◆ Your goal:
Tell how many lines contain the string "elderly" in the material underneath; the reply is that number and no more.

◆ Recorded data:

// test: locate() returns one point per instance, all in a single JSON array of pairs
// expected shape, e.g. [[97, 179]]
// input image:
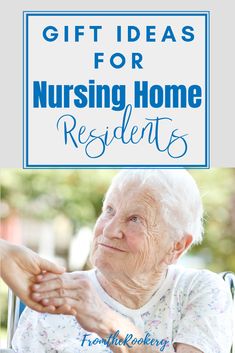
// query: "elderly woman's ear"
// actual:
[[178, 248]]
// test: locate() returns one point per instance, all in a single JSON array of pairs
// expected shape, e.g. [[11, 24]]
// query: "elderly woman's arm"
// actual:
[[72, 293]]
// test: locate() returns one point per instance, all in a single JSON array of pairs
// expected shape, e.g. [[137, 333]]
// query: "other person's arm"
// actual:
[[18, 268]]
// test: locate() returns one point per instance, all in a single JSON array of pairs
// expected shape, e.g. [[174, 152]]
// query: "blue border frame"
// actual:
[[26, 15]]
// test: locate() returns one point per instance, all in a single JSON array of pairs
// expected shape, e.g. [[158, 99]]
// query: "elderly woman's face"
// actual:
[[128, 235]]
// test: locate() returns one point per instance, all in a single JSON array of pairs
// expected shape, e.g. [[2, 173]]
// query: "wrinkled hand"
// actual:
[[73, 293], [19, 266]]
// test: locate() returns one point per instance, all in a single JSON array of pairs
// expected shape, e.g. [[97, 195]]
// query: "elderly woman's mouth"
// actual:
[[110, 247]]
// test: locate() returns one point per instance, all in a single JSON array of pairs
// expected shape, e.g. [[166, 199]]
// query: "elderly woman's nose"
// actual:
[[113, 228]]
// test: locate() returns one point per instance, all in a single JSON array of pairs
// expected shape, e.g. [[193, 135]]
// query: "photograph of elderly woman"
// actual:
[[145, 253]]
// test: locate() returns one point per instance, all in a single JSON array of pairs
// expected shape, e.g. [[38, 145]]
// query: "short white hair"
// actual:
[[177, 194]]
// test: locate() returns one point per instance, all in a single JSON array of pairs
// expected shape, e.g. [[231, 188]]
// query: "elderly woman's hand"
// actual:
[[73, 294]]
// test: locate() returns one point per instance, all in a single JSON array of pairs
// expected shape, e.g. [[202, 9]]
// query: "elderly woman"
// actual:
[[135, 299]]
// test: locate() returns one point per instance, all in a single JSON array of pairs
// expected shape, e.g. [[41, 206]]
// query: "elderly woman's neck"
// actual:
[[132, 292]]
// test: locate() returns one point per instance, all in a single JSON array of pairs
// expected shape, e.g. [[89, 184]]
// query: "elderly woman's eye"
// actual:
[[134, 219], [109, 209]]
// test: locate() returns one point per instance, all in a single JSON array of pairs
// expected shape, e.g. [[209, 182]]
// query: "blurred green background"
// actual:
[[64, 201]]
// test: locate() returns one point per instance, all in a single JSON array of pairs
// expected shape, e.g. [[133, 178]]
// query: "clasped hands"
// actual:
[[72, 294]]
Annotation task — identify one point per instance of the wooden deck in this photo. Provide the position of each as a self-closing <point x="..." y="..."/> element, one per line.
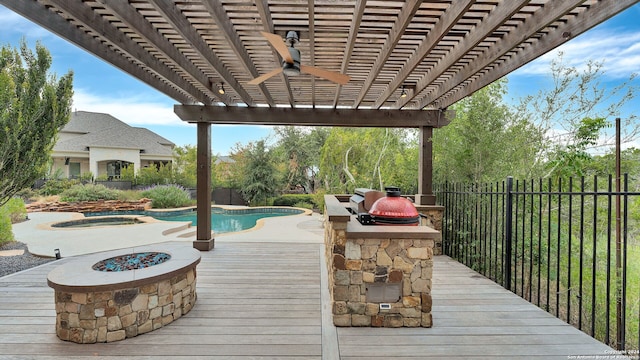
<point x="269" y="301"/>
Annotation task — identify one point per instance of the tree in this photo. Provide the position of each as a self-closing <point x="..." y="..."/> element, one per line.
<point x="258" y="181"/>
<point x="486" y="141"/>
<point x="369" y="157"/>
<point x="34" y="105"/>
<point x="297" y="152"/>
<point x="575" y="111"/>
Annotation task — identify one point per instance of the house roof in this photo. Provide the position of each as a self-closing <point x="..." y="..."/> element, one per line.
<point x="105" y="131"/>
<point x="439" y="50"/>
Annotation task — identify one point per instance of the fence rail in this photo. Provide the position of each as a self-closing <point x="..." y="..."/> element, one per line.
<point x="571" y="247"/>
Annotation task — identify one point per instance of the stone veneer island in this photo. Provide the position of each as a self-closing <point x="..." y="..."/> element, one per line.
<point x="379" y="276"/>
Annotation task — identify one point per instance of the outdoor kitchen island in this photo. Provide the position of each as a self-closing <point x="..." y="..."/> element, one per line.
<point x="379" y="276"/>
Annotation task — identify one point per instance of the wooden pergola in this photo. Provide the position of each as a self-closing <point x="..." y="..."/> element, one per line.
<point x="407" y="60"/>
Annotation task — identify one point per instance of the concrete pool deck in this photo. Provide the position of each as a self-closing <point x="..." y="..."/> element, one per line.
<point x="41" y="239"/>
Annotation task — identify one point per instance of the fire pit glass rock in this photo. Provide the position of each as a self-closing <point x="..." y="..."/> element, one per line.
<point x="131" y="261"/>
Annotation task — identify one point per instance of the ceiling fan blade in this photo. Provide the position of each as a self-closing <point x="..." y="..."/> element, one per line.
<point x="279" y="45"/>
<point x="265" y="77"/>
<point x="326" y="74"/>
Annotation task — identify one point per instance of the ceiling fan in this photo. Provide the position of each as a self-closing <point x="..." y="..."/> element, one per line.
<point x="291" y="65"/>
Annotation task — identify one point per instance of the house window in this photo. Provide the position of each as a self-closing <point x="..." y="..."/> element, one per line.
<point x="114" y="168"/>
<point x="74" y="170"/>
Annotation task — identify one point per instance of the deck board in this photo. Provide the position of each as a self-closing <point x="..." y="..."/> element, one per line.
<point x="267" y="301"/>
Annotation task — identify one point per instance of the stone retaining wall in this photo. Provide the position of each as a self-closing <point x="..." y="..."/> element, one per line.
<point x="106" y="316"/>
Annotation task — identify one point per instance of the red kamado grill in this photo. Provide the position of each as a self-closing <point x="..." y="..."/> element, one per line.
<point x="391" y="209"/>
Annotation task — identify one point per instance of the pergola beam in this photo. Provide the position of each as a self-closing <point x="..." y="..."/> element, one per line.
<point x="173" y="15"/>
<point x="502" y="12"/>
<point x="40" y="14"/>
<point x="399" y="26"/>
<point x="128" y="15"/>
<point x="230" y="34"/>
<point x="532" y="25"/>
<point x="582" y="22"/>
<point x="314" y="116"/>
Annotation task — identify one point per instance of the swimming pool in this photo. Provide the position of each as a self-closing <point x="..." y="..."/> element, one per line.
<point x="231" y="220"/>
<point x="101" y="221"/>
<point x="223" y="220"/>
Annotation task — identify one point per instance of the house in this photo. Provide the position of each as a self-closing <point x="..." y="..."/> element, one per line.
<point x="103" y="145"/>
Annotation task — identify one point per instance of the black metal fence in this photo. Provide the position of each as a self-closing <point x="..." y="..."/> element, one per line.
<point x="570" y="247"/>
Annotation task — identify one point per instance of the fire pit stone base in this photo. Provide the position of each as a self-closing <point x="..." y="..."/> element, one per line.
<point x="94" y="306"/>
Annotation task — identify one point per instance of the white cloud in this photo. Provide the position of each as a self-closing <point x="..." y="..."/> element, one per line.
<point x="134" y="111"/>
<point x="619" y="50"/>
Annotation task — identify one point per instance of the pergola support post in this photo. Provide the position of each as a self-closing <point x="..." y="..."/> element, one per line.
<point x="425" y="168"/>
<point x="204" y="238"/>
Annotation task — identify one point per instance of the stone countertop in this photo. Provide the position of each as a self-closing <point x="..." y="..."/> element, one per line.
<point x="356" y="230"/>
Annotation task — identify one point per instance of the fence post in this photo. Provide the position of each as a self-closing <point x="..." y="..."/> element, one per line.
<point x="507" y="229"/>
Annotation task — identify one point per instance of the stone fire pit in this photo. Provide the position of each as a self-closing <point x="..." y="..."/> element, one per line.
<point x="118" y="294"/>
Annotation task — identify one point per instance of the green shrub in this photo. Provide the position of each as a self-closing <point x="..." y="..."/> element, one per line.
<point x="6" y="235"/>
<point x="129" y="195"/>
<point x="27" y="194"/>
<point x="304" y="205"/>
<point x="57" y="186"/>
<point x="168" y="196"/>
<point x="89" y="192"/>
<point x="86" y="177"/>
<point x="292" y="199"/>
<point x="16" y="210"/>
<point x="318" y="200"/>
<point x="11" y="212"/>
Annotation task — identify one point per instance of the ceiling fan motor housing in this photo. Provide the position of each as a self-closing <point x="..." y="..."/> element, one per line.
<point x="292" y="69"/>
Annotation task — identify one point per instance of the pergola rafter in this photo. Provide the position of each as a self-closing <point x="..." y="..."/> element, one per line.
<point x="442" y="50"/>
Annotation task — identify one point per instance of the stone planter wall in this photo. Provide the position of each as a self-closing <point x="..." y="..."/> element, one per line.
<point x="106" y="316"/>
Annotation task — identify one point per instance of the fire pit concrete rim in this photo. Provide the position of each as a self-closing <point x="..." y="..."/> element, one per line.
<point x="78" y="275"/>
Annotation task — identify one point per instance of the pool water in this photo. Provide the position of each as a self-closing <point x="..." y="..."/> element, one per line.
<point x="223" y="221"/>
<point x="91" y="222"/>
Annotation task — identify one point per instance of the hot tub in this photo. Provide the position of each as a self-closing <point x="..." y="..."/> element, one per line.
<point x="97" y="305"/>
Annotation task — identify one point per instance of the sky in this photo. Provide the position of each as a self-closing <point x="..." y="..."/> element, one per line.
<point x="101" y="87"/>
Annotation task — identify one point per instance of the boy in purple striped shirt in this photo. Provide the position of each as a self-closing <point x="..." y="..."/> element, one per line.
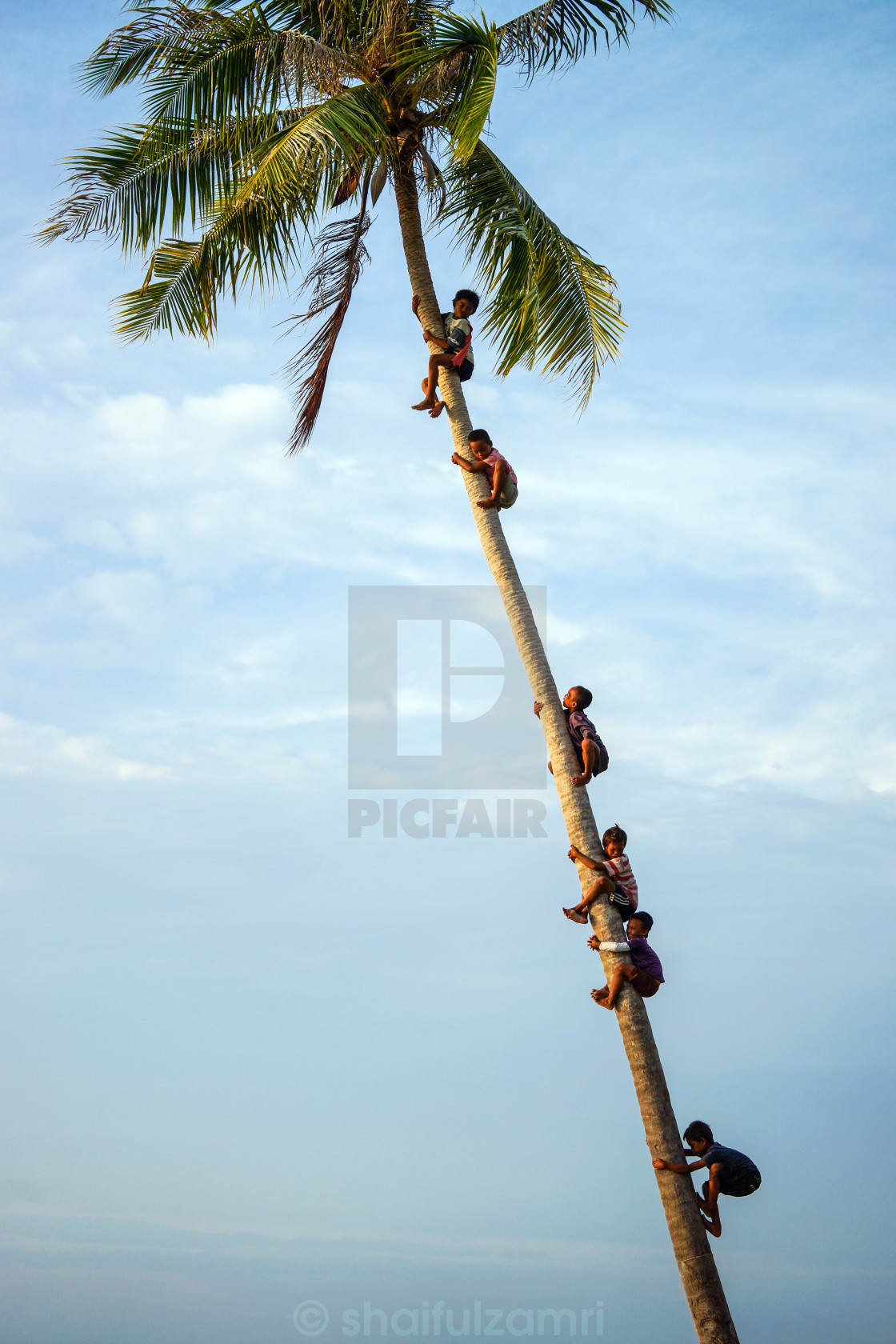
<point x="644" y="974"/>
<point x="589" y="749"/>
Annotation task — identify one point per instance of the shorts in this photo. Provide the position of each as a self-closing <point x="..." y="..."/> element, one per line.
<point x="508" y="496"/>
<point x="739" y="1184"/>
<point x="645" y="984"/>
<point x="621" y="903"/>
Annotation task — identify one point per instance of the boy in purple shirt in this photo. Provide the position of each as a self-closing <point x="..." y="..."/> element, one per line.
<point x="730" y="1172"/>
<point x="644" y="974"/>
<point x="590" y="750"/>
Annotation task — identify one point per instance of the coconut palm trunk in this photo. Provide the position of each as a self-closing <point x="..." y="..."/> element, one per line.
<point x="696" y="1265"/>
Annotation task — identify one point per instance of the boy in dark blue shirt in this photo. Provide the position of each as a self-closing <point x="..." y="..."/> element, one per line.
<point x="644" y="972"/>
<point x="730" y="1172"/>
<point x="590" y="750"/>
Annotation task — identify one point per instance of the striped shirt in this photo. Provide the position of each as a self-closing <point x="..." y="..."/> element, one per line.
<point x="619" y="870"/>
<point x="492" y="462"/>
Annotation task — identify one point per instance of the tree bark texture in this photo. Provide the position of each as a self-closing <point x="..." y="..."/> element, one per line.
<point x="698" y="1268"/>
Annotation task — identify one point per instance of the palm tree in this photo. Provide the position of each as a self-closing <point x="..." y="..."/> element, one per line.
<point x="266" y="118"/>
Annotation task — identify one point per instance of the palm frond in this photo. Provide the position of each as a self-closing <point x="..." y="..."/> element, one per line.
<point x="559" y="33"/>
<point x="340" y="257"/>
<point x="254" y="242"/>
<point x="343" y="134"/>
<point x="144" y="179"/>
<point x="254" y="234"/>
<point x="203" y="66"/>
<point x="465" y="53"/>
<point x="548" y="302"/>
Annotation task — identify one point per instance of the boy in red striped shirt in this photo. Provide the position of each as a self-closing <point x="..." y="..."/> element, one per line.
<point x="617" y="881"/>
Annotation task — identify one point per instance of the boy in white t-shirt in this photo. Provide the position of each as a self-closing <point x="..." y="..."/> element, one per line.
<point x="456" y="351"/>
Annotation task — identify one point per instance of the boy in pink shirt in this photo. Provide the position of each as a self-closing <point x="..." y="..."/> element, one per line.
<point x="617" y="883"/>
<point x="498" y="470"/>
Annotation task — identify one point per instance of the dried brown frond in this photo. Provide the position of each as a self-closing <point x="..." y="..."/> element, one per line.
<point x="340" y="257"/>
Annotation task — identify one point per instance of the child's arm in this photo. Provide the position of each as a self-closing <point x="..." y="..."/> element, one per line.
<point x="427" y="335"/>
<point x="682" y="1168"/>
<point x="468" y="466"/>
<point x="594" y="865"/>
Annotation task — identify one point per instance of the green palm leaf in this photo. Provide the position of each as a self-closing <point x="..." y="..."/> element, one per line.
<point x="548" y="302"/>
<point x="559" y="33"/>
<point x="466" y="55"/>
<point x="142" y="180"/>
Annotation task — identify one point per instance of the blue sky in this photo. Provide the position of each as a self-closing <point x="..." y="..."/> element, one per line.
<point x="251" y="1062"/>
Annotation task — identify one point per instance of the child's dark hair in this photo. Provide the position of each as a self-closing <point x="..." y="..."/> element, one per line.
<point x="472" y="298"/>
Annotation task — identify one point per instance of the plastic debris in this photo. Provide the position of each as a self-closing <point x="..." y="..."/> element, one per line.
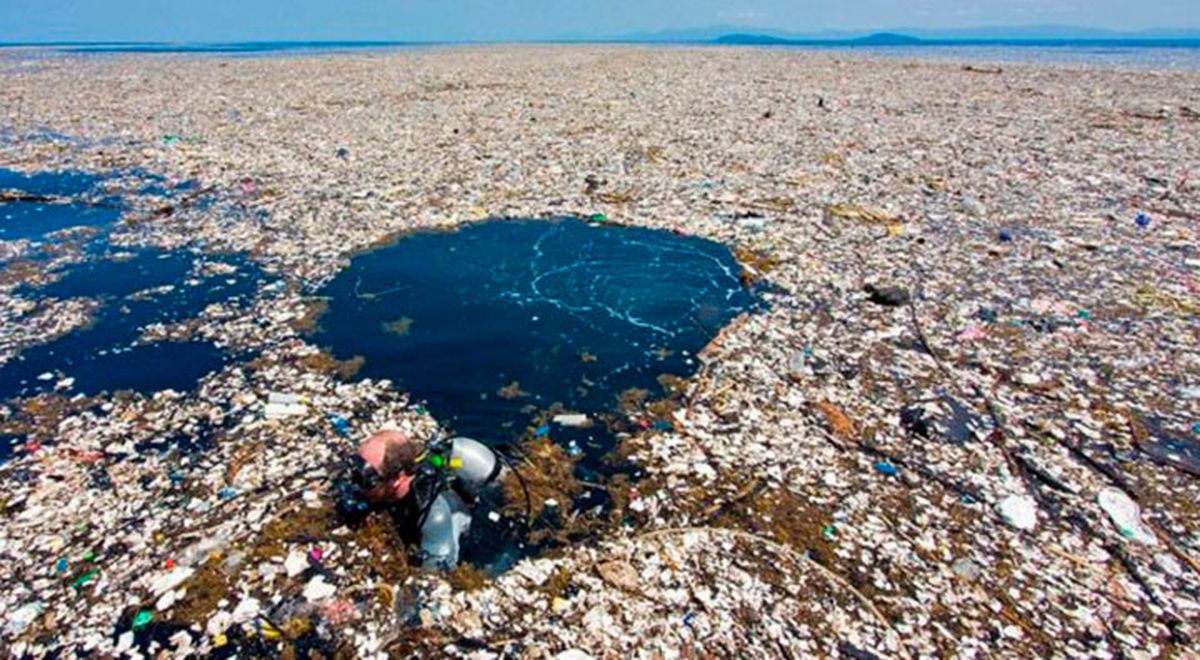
<point x="341" y="425"/>
<point x="295" y="563"/>
<point x="1126" y="516"/>
<point x="142" y="619"/>
<point x="886" y="468"/>
<point x="280" y="406"/>
<point x="1019" y="511"/>
<point x="19" y="618"/>
<point x="318" y="589"/>
<point x="574" y="420"/>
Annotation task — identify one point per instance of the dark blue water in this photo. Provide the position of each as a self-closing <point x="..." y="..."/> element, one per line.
<point x="1181" y="53"/>
<point x="63" y="184"/>
<point x="71" y="199"/>
<point x="237" y="48"/>
<point x="150" y="287"/>
<point x="501" y="318"/>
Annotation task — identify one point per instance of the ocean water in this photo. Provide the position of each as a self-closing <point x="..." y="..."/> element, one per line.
<point x="1123" y="55"/>
<point x="496" y="323"/>
<point x="131" y="288"/>
<point x="1159" y="54"/>
<point x="501" y="319"/>
<point x="135" y="289"/>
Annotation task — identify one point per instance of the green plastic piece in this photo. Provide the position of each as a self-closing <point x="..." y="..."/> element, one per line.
<point x="142" y="619"/>
<point x="83" y="580"/>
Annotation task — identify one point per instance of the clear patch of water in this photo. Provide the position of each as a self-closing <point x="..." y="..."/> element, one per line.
<point x="499" y="318"/>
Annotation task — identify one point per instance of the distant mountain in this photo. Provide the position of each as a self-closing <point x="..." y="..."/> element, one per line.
<point x="900" y="36"/>
<point x="881" y="39"/>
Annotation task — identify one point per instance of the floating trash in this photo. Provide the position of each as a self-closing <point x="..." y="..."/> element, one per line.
<point x="108" y="354"/>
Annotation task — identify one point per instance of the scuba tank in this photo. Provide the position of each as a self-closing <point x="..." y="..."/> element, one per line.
<point x="451" y="473"/>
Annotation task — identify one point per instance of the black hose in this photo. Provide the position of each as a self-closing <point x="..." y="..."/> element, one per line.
<point x="525" y="487"/>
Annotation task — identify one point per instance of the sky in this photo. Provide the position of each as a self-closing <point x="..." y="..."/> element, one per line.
<point x="35" y="21"/>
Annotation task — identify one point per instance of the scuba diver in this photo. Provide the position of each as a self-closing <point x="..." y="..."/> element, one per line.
<point x="430" y="487"/>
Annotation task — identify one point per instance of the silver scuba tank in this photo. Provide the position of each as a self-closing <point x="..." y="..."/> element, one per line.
<point x="474" y="466"/>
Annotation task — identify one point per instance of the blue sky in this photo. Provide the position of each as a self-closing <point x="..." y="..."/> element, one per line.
<point x="523" y="19"/>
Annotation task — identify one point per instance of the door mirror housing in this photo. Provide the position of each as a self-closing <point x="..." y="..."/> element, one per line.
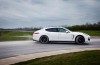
<point x="67" y="32"/>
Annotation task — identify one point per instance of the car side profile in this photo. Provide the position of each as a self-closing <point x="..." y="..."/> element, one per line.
<point x="49" y="34"/>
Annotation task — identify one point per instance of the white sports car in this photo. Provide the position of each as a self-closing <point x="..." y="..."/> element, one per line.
<point x="46" y="35"/>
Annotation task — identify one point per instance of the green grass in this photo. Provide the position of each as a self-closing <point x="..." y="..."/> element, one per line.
<point x="91" y="32"/>
<point x="11" y="35"/>
<point x="77" y="58"/>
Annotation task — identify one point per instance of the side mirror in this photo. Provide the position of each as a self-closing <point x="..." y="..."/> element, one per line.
<point x="67" y="32"/>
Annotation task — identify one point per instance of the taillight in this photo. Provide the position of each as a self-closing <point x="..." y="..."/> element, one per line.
<point x="36" y="32"/>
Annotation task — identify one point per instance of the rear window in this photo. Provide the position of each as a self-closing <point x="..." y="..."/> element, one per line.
<point x="52" y="30"/>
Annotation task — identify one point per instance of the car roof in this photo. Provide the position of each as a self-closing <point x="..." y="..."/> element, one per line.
<point x="52" y="27"/>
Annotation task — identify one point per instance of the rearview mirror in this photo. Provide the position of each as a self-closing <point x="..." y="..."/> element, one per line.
<point x="67" y="32"/>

◆ Response area:
10